(Position identification records)
++++++++

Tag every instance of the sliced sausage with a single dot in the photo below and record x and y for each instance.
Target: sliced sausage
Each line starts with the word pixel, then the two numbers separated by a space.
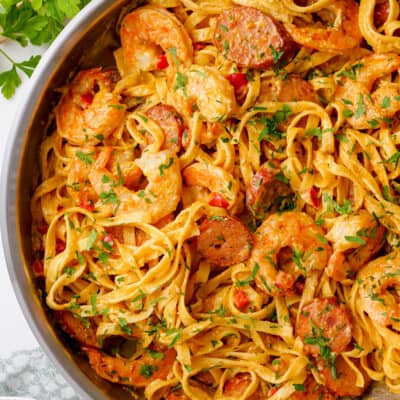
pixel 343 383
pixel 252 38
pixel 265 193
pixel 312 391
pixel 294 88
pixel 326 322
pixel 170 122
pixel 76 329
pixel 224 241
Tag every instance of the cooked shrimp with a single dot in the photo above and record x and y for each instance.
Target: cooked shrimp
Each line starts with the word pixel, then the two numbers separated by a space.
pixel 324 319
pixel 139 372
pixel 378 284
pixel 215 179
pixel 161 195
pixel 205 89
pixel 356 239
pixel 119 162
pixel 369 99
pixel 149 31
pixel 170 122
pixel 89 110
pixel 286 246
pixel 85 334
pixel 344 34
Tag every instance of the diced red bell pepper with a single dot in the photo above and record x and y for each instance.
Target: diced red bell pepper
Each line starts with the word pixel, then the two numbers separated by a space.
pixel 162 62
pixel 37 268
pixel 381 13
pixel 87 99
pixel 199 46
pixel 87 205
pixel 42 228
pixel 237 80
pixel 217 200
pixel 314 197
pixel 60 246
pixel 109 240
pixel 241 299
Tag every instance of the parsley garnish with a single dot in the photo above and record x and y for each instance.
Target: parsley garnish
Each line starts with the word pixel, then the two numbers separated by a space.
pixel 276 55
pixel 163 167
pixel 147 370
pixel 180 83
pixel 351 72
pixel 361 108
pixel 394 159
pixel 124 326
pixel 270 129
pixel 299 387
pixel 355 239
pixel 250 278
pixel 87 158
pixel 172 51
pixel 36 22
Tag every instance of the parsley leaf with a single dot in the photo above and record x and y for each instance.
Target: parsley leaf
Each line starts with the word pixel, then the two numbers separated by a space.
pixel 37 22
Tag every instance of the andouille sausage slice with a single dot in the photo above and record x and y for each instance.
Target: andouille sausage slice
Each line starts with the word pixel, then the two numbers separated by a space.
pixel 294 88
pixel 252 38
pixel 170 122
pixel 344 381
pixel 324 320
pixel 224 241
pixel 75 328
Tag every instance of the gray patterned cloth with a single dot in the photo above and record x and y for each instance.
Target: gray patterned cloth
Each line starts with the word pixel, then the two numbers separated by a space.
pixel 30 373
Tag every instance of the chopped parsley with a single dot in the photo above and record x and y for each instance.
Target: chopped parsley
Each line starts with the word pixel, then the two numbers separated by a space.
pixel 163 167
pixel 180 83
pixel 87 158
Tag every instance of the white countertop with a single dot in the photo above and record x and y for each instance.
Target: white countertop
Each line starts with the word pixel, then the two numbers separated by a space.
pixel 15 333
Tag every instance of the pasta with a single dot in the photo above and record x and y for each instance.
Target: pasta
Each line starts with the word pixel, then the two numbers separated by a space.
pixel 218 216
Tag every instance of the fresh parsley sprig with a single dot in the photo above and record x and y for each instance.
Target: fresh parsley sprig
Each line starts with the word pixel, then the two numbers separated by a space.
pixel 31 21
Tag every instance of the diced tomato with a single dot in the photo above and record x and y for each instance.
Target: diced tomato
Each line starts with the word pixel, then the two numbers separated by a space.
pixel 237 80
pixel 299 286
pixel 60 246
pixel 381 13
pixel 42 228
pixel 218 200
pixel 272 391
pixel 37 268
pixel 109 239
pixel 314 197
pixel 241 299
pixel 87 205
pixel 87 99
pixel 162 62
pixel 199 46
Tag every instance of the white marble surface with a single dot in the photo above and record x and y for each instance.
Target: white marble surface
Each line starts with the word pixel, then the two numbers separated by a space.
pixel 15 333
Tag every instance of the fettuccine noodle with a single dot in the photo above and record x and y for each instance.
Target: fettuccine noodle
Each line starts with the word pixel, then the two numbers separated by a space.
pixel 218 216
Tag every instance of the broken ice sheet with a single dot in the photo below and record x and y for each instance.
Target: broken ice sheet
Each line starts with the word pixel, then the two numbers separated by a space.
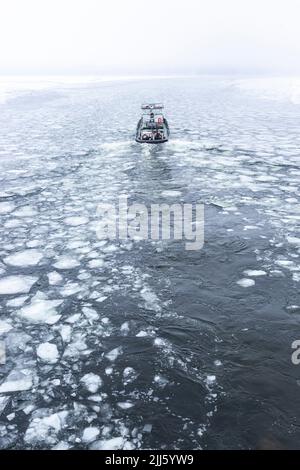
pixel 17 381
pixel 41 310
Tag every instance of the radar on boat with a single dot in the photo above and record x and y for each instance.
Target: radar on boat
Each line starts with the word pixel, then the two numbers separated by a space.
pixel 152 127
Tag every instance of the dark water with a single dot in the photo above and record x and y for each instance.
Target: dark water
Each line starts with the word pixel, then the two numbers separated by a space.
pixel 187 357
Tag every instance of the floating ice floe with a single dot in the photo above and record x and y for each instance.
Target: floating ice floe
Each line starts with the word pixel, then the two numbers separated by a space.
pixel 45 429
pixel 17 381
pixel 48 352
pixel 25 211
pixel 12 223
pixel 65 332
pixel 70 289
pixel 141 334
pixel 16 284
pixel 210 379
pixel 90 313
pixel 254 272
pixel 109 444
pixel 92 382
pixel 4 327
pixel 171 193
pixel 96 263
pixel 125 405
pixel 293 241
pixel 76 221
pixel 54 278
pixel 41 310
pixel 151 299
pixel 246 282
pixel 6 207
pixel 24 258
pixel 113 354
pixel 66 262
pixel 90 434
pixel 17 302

++++++++

_Exercise directions_
Copy word for word everything in the listing above, from the line containing "Tag every instance of the parsley leaf" down to the line containing "pixel 31 21", including both of those lines.

_Output of the task_
Tag every instance of the parsley leaf with a single dot in the photo above and record x and y for each instance.
Target: parsley leaf
Each line starts with the word pixel, then the two numbers separated by a space.
pixel 37 22
Tag every instance of the andouille sausage slice with a single dot in the photo above and record x and y for each instance.
Target: andouille sausage slice
Each line starts with the word pixel, then the two numbers separated by a space.
pixel 294 88
pixel 252 38
pixel 170 122
pixel 344 381
pixel 324 320
pixel 224 241
pixel 75 328
Tag every instance of the gray patterned cloth with a single dot in the photo above and record x and y for each instance.
Target: gray patterned cloth
Each line starts with the word pixel, then the two numbers separated by a space.
pixel 30 373
Tag every instance of the chopped parsley with a single dot in the photo above and record x and y for each instance.
Target: chopped parsley
Each line starts with the word pixel, then the two numbers separated by a space.
pixel 163 167
pixel 180 83
pixel 87 158
Tag every instance of the white countertop with a single dot in the photo above and record x and y for each instance.
Target: white countertop
Each line starts with the word pixel, then the two numbers separated by a space.
pixel 15 333
Tag every instance of the pasta with a single dot in the photo above and record x and y for each instance.
Target: pasta
Each line starts with the word pixel, then the two numbers separated by a space.
pixel 218 216
Tag every instance of the fresh parsley sprig with a single dot in the photo above and record x and y for each instance.
Target: fresh parsley sprig
Each line starts with the word pixel, then the two numbers separated by a space.
pixel 31 21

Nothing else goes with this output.